Prompt - Copy the rows below verbatim, starting at the line that contains "</instance>" and running through the end of the rows.

Segmentation mask data
------------------------------------

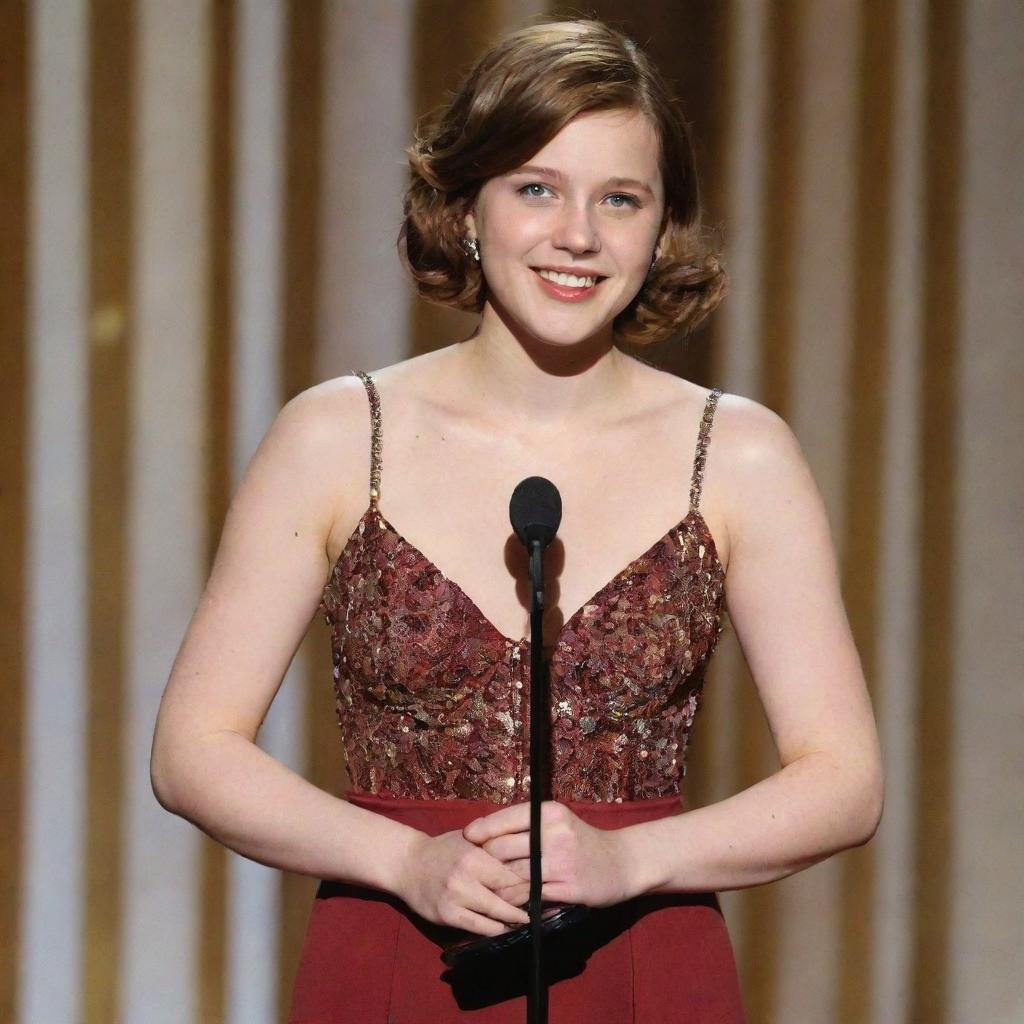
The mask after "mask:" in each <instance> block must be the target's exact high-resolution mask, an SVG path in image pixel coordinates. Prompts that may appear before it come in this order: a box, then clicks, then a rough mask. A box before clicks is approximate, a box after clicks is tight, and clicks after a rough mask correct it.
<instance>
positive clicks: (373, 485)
mask: <svg viewBox="0 0 1024 1024" xmlns="http://www.w3.org/2000/svg"><path fill="white" fill-rule="evenodd" d="M353 373H354V374H355V376H356V377H358V378H359V380H360V381H362V384H364V386H365V387H366V389H367V394H368V396H369V397H370V504H371V505H373V507H374V508H377V503H378V502H379V501H380V496H381V396H380V393H379V392H378V391H377V384H376V382H375V381H374V379H373V377H371V376H370V374H368V373H366V372H365V371H362V370H355V371H353Z"/></svg>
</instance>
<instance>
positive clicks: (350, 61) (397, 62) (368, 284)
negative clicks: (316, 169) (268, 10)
mask: <svg viewBox="0 0 1024 1024" xmlns="http://www.w3.org/2000/svg"><path fill="white" fill-rule="evenodd" d="M413 13H414V12H413V9H412V6H411V5H409V4H404V3H387V4H384V3H381V4H368V3H361V2H359V0H338V2H337V3H332V4H328V6H327V27H326V35H327V39H326V41H325V52H326V54H327V56H326V58H325V59H326V62H327V68H326V79H327V82H326V87H325V97H324V137H325V146H324V151H323V153H322V155H321V156H322V159H323V160H324V168H323V180H324V213H323V217H322V219H321V223H322V228H321V229H322V232H323V234H322V240H321V251H322V253H323V262H322V272H323V274H324V280H323V283H322V287H321V288H319V289H318V293H317V294H318V297H319V300H321V301H319V304H318V314H319V323H318V325H317V329H318V334H319V338H321V339H322V344H321V355H322V358H321V361H319V366H318V368H317V372H318V373H319V375H321V376H322V377H332V376H337V375H338V374H347V373H348V372H349V370H350V369H358V368H361V369H364V370H371V369H376V368H378V367H383V366H387V365H389V364H391V362H396V361H398V360H399V359H402V358H406V357H408V355H409V351H408V349H409V344H410V342H409V338H408V335H409V311H410V306H411V303H412V301H413V296H414V292H413V288H412V285H411V284H410V282H409V279H408V278H407V275H406V272H404V270H403V269H402V267H401V264H400V262H399V260H398V254H397V251H396V249H395V239H396V237H397V233H398V226H399V224H400V223H401V196H402V191H403V190H404V187H406V183H407V179H408V176H409V170H408V163H407V159H406V156H404V147H406V146H407V145H409V144H410V142H411V140H412V115H411V111H410V97H409V82H408V80H407V75H408V72H407V71H406V69H409V67H410V59H411V55H410V48H411V40H410V36H411V33H412V18H413ZM385 429H386V427H385Z"/></svg>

------------------------------------

Answer box -
</instance>
<instance>
positive clicks: (350, 61) (397, 62) (368, 284)
negative clicks: (316, 169) (268, 10)
mask: <svg viewBox="0 0 1024 1024" xmlns="http://www.w3.org/2000/svg"><path fill="white" fill-rule="evenodd" d="M413 13H414V12H413V9H412V6H411V5H409V4H404V3H387V4H384V3H381V4H368V3H361V2H359V0H338V2H337V3H332V4H328V6H327V27H326V35H327V39H326V41H325V52H326V54H327V56H326V58H325V59H326V62H327V68H326V79H327V82H326V87H325V97H324V137H325V146H324V151H323V153H322V155H321V156H322V159H323V160H324V168H323V180H324V213H323V217H322V219H321V223H322V228H321V229H322V232H323V234H322V240H321V251H322V253H323V262H322V272H323V274H324V280H323V283H322V287H321V288H319V289H318V293H317V294H318V297H319V300H321V301H319V304H318V314H319V323H318V325H317V329H318V334H319V338H321V339H322V344H321V355H322V358H321V361H319V366H318V368H317V372H318V373H319V375H321V376H322V377H332V376H337V375H338V374H347V373H348V372H349V370H350V369H358V368H361V369H364V370H371V369H376V368H378V367H383V366H387V365H389V364H391V362H396V361H398V360H399V359H402V358H406V357H408V355H409V351H408V349H409V344H410V342H409V338H408V335H409V311H410V306H411V303H412V301H413V296H414V292H413V288H412V285H411V284H410V282H409V279H408V278H407V275H406V272H404V270H403V269H402V267H401V264H400V262H399V260H398V254H397V251H396V249H395V239H396V237H397V233H398V226H399V224H400V223H401V196H402V191H403V190H404V187H406V183H407V179H408V176H409V170H408V163H407V159H406V156H404V147H406V146H407V145H409V144H410V142H411V140H412V115H411V111H410V97H409V82H408V80H407V75H408V72H407V71H406V69H409V67H410V59H411V55H410V48H411V40H410V36H411V33H412V18H413ZM385 429H386V427H385Z"/></svg>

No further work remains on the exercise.